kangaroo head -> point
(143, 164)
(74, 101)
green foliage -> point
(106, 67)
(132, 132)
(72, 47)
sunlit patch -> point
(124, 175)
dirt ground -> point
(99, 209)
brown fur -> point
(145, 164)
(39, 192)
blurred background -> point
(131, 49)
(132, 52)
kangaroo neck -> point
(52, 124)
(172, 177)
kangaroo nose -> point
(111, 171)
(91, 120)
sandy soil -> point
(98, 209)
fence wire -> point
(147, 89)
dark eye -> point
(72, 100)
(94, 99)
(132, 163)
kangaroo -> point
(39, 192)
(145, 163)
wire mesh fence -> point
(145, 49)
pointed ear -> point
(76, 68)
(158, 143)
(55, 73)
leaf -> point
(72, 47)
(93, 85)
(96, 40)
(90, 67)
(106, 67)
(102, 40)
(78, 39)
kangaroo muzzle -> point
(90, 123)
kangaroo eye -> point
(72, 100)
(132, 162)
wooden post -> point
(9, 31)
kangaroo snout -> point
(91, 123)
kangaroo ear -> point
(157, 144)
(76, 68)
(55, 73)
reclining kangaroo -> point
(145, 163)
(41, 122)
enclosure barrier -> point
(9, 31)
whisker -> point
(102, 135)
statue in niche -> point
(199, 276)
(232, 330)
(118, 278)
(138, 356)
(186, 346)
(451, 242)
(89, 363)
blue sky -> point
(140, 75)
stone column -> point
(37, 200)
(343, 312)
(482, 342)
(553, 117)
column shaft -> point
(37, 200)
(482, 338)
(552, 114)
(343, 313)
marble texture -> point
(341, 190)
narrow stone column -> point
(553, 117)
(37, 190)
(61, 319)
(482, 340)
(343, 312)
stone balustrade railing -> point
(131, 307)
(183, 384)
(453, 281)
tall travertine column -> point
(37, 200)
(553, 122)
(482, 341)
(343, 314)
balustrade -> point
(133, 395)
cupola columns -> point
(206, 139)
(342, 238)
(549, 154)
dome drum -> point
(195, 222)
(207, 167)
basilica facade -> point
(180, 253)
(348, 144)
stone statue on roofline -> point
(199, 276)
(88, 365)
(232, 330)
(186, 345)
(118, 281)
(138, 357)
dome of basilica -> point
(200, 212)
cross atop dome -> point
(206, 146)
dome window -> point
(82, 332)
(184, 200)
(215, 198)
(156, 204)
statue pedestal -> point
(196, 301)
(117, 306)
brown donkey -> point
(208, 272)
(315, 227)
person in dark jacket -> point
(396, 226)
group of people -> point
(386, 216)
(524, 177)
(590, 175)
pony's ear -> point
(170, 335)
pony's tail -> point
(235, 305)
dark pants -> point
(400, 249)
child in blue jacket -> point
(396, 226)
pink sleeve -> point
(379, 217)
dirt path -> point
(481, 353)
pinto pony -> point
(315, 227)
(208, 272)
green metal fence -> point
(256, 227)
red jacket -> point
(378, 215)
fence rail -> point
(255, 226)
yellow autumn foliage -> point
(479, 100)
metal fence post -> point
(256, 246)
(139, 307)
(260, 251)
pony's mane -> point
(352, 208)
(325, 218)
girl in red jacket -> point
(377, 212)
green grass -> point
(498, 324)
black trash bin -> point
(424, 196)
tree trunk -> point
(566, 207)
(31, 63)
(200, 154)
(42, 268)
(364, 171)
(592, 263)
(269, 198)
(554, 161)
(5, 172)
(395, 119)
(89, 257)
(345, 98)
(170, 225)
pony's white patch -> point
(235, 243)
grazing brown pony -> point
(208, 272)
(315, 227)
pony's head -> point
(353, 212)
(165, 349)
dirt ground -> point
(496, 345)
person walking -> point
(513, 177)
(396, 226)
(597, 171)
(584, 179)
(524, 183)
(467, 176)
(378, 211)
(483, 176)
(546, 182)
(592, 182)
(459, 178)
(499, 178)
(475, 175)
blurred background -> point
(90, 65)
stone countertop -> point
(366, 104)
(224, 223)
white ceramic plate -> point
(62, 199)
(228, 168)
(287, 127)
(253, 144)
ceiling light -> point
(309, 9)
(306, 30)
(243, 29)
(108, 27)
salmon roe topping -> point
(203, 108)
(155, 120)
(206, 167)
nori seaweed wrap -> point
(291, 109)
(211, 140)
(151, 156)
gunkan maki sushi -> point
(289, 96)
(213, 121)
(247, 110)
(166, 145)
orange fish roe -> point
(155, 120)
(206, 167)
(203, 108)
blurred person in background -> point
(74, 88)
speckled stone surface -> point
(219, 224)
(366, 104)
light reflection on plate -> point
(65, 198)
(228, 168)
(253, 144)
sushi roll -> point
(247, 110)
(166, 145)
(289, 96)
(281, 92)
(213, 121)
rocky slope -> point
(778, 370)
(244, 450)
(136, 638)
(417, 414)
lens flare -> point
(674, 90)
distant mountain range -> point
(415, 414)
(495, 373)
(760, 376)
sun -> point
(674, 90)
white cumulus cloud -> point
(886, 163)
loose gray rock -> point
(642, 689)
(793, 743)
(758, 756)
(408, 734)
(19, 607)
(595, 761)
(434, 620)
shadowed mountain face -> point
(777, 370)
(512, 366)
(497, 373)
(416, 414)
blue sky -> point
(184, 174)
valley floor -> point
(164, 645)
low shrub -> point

******

Retype each entry exactly, leaving none of them out.

* [ANSWER SPACE]:
kangaroo head -> point
(143, 164)
(74, 101)
green foliage -> point
(106, 67)
(132, 132)
(72, 47)
sunlit patch -> point
(124, 175)
dirt ground -> point
(99, 209)
brown fur -> point
(145, 164)
(39, 192)
blurred background -> point
(131, 49)
(132, 52)
kangaroo neck -> point
(52, 124)
(172, 177)
kangaroo nose -> point
(111, 171)
(91, 120)
sandy soil -> point
(98, 209)
fence wire -> point
(147, 89)
dark eye -> point
(72, 100)
(94, 99)
(132, 163)
kangaroo -> point
(39, 192)
(145, 163)
wire mesh fence -> point
(145, 49)
pointed ear -> point
(76, 68)
(158, 143)
(55, 73)
leaf -> point
(72, 47)
(93, 85)
(96, 40)
(90, 67)
(106, 67)
(102, 40)
(78, 39)
kangaroo muzzle -> point
(90, 123)
kangaroo eye -> point
(72, 100)
(132, 162)
wooden post -> point
(9, 31)
kangaroo snout -> point
(91, 123)
kangaroo ear -> point
(157, 144)
(76, 68)
(55, 73)
reclining kangaroo -> point
(145, 163)
(41, 122)
enclosure barrier -> point
(9, 31)
whisker -> point
(102, 135)
statue in niche -> point
(199, 276)
(232, 330)
(118, 278)
(138, 356)
(186, 346)
(451, 242)
(89, 363)
blue sky -> point
(140, 75)
stone column -> point
(37, 200)
(343, 312)
(482, 342)
(553, 117)
column shaft -> point
(37, 200)
(482, 338)
(552, 114)
(343, 313)
marble texture -> point
(341, 190)
narrow stone column -> point
(553, 117)
(37, 190)
(61, 319)
(482, 340)
(343, 312)
stone balustrade railing -> point
(131, 307)
(183, 384)
(453, 281)
tall travertine column -> point
(37, 200)
(553, 122)
(482, 341)
(343, 314)
balustrade -> point
(133, 395)
cupola columns -> point
(206, 139)
(342, 238)
(549, 154)
dome drum -> point
(195, 222)
(207, 167)
basilica facade -> point
(180, 253)
(348, 144)
stone statue on roofline -> point
(199, 276)
(88, 365)
(232, 330)
(186, 345)
(118, 281)
(138, 357)
dome of basilica -> point
(200, 212)
cross atop dome -> point
(206, 146)
dome window -> point
(82, 332)
(184, 200)
(215, 198)
(156, 204)
statue pedestal -> point
(196, 301)
(117, 306)
brown donkey -> point
(208, 272)
(315, 227)
person in dark jacket -> point
(396, 226)
group of people -> point
(386, 216)
(524, 177)
(590, 175)
pony's ear -> point
(170, 335)
pony's tail -> point
(235, 305)
dark pants -> point
(400, 249)
child in blue jacket -> point
(396, 226)
pink sleeve -> point
(379, 217)
dirt path -> point
(481, 353)
pinto pony -> point
(315, 227)
(208, 272)
green metal fence -> point
(256, 227)
red jacket -> point
(378, 215)
fence rail -> point
(255, 226)
yellow autumn foliage -> point
(479, 100)
metal fence post -> point
(256, 246)
(139, 307)
(260, 251)
pony's mane -> point
(352, 208)
(325, 218)
girl in red jacket -> point
(377, 212)
green grass -> point
(498, 324)
black trash bin -> point
(424, 196)
tree trunk -> point
(566, 207)
(31, 63)
(200, 154)
(42, 268)
(364, 171)
(592, 263)
(269, 198)
(554, 161)
(5, 172)
(395, 119)
(89, 257)
(345, 98)
(170, 225)
pony's white patch -> point
(235, 243)
grazing brown pony -> point
(208, 272)
(315, 227)
pony's head -> point
(353, 212)
(165, 349)
dirt ground -> point
(496, 345)
person walking -> point
(513, 177)
(396, 226)
(597, 171)
(584, 179)
(524, 183)
(467, 176)
(378, 211)
(483, 176)
(546, 182)
(592, 182)
(459, 178)
(499, 178)
(475, 175)
blurred background -> point
(90, 65)
stone countertop -> point
(366, 104)
(224, 223)
white ceramic plate -> point
(62, 199)
(228, 168)
(287, 127)
(253, 144)
ceiling light -> point
(309, 9)
(306, 30)
(243, 29)
(108, 27)
salmon roe topping -> point
(203, 108)
(155, 120)
(206, 167)
nori seaweed wrap -> point
(291, 109)
(211, 140)
(151, 156)
gunkan maki sushi -> point
(289, 96)
(213, 121)
(247, 110)
(166, 145)
orange fish roe -> point
(155, 120)
(206, 167)
(203, 108)
blurred person in background -> point
(74, 88)
speckled stone surface -> point
(219, 224)
(366, 104)
light reflection on plate -> point
(65, 198)
(228, 168)
(253, 144)
sushi roll -> point
(247, 110)
(166, 145)
(289, 96)
(281, 92)
(213, 121)
rocky slope -> point
(778, 370)
(244, 450)
(136, 638)
(417, 414)
lens flare -> point
(674, 90)
distant mountain range -> point
(415, 414)
(495, 373)
(760, 376)
sun -> point
(674, 90)
white cumulus cloud -> point
(886, 163)
loose gray rock -> point
(642, 689)
(793, 743)
(758, 756)
(408, 734)
(19, 607)
(595, 761)
(434, 620)
shadowed mountain face -> point
(777, 370)
(512, 366)
(497, 373)
(416, 414)
blue sky -> point
(184, 174)
valley floor -> point
(164, 645)
low shrub -> point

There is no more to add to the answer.